**Given problem:** Can you copy the passage on objective and social meaning, starting with "abramdemski" and going on through "individual thing needs to be true.", but replace "special case" with "edge case" each time it appears?

He did give more info about what his question was after this. But he led with this, on purpose. The “even” is a social attack – that word isn’t there to help with any objective meaning. It’s there to socially communicate that I’m surprisingly incoherent. It’d be a subtle social attack even without the “even”. He didn’t respond when I answered his question.
abramdemski
There is another case which your argument neglects, which can make weakest-link reasoning highly inaccurate, and which is less of a special case than a tie in link-strength.
Objective meaning: The argument in the OP is incomplete.
Social meaning: You missed something huge, which is not a special case, so your reasoning is highly inaccurate.
The way you are reasoning about systems of interconnected ideas is conjunctive: every individual thing needs to be true.
Objective meaning: Chain links have an “and” relationship.
Social meaning: You lack a basic understanding of the stuff you just said, so I’ll have to start really basic to try to educate you.
But some things are disjunctive: some one thing needs to be true.
Objective meaning: “or” exists. [no statement yet about how this is relevant]
Social meaning: You’re wrong because you’re an ignorant novice.
(Of course there are even more exotic logical connectives, such as implication or XOR, which are also used in everyday reasoning. But for now it will do to consider only conjunction and disjunction.)

**Provided material:**
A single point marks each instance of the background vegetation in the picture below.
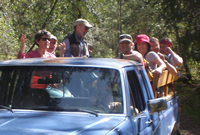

**Exercise result:**
abramdemski
There is another case which your argument neglects, which can make weakest-link reasoning highly inaccurate, and which is less of a edge case than a tie in link-strength.
Objective meaning: The argument in the OP is incomplete.
Social meaning: You missed something huge, which is not a edge case, so your reasoning is highly inaccurate.
The way you are reasoning about systems of interconnected ideas is conjunctive: every individual thing needs to be true.